Aim of the exercise: Rewrite the lines below, replacing each "podium" with "lectern" and leaving everything else the same.

Exercise inputs:
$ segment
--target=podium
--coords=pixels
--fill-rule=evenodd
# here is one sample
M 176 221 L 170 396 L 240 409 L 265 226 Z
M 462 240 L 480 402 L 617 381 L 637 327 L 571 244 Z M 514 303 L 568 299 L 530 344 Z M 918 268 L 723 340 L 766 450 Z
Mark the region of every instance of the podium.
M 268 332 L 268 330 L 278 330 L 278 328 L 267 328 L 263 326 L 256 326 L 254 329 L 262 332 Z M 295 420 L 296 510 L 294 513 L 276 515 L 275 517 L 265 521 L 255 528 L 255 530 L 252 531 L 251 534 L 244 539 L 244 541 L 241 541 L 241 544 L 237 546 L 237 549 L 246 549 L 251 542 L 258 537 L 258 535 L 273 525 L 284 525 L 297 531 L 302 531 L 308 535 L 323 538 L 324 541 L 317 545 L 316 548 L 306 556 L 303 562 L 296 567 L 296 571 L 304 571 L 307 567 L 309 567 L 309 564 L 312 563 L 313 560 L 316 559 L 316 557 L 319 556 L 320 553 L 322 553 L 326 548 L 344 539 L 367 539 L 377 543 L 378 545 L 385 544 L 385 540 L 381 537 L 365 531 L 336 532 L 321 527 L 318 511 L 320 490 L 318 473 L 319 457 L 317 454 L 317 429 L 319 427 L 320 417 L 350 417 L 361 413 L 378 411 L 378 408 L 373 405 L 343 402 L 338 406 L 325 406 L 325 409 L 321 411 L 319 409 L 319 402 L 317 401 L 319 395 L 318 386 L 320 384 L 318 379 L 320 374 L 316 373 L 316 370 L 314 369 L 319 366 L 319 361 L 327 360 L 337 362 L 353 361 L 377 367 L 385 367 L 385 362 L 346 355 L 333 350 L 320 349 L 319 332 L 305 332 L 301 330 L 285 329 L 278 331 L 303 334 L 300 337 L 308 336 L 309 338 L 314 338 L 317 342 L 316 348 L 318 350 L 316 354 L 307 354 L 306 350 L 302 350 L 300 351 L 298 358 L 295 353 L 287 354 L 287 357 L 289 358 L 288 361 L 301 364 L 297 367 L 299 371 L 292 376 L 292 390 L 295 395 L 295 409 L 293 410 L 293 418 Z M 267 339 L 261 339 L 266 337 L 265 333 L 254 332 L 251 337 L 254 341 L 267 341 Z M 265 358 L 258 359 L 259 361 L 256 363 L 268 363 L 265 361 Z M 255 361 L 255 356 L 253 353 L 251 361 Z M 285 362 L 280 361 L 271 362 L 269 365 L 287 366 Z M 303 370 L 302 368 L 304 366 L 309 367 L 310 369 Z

Result:
$ segment
--target=lectern
--coords=pixels
--fill-rule=evenodd
# here is one sample
M 176 221 L 170 396 L 240 409 L 265 226 Z
M 462 240 L 480 402 L 617 381 L 637 327 L 571 244 Z M 514 303 L 568 299 L 530 344 Z M 918 268 L 723 340 L 766 450 Z
Mark the region of every instance of the lectern.
M 268 332 L 268 330 L 278 330 L 278 328 L 267 328 L 263 326 L 256 326 L 254 329 L 262 332 Z M 295 420 L 296 510 L 294 513 L 276 515 L 275 517 L 265 521 L 255 528 L 255 530 L 252 531 L 251 534 L 244 539 L 244 541 L 241 541 L 241 544 L 237 546 L 237 549 L 246 549 L 251 542 L 258 537 L 258 535 L 273 525 L 284 525 L 297 531 L 302 531 L 308 535 L 323 538 L 324 541 L 317 545 L 316 548 L 306 556 L 303 562 L 296 567 L 296 571 L 304 571 L 307 567 L 309 567 L 309 564 L 312 563 L 313 560 L 316 559 L 316 557 L 319 556 L 320 553 L 322 553 L 326 548 L 344 539 L 367 539 L 377 543 L 378 545 L 385 544 L 385 540 L 381 537 L 365 531 L 336 532 L 321 527 L 318 511 L 320 490 L 318 473 L 319 457 L 317 454 L 317 429 L 319 427 L 320 417 L 350 417 L 361 413 L 378 411 L 378 408 L 373 405 L 343 402 L 338 406 L 325 406 L 325 409 L 321 411 L 319 409 L 319 402 L 317 401 L 319 395 L 318 386 L 320 384 L 318 379 L 320 374 L 316 373 L 316 370 L 314 369 L 319 366 L 319 361 L 327 360 L 337 362 L 353 361 L 377 367 L 385 367 L 385 362 L 346 355 L 333 350 L 320 349 L 319 332 L 305 332 L 301 330 L 285 329 L 278 331 L 303 334 L 300 337 L 308 336 L 309 338 L 314 338 L 317 342 L 316 348 L 318 350 L 316 354 L 307 354 L 306 350 L 302 350 L 300 351 L 298 358 L 295 353 L 287 354 L 287 357 L 289 358 L 288 361 L 301 364 L 297 367 L 299 371 L 292 376 L 292 390 L 295 395 L 295 409 L 293 410 L 293 418 Z M 267 339 L 261 339 L 266 337 L 265 333 L 254 332 L 251 337 L 254 341 L 267 341 Z M 265 358 L 258 359 L 259 361 L 256 363 L 268 363 L 265 361 Z M 255 361 L 255 356 L 253 353 L 251 361 Z M 285 362 L 280 361 L 271 362 L 269 365 L 287 366 Z M 303 370 L 302 368 L 304 366 L 309 367 L 310 369 Z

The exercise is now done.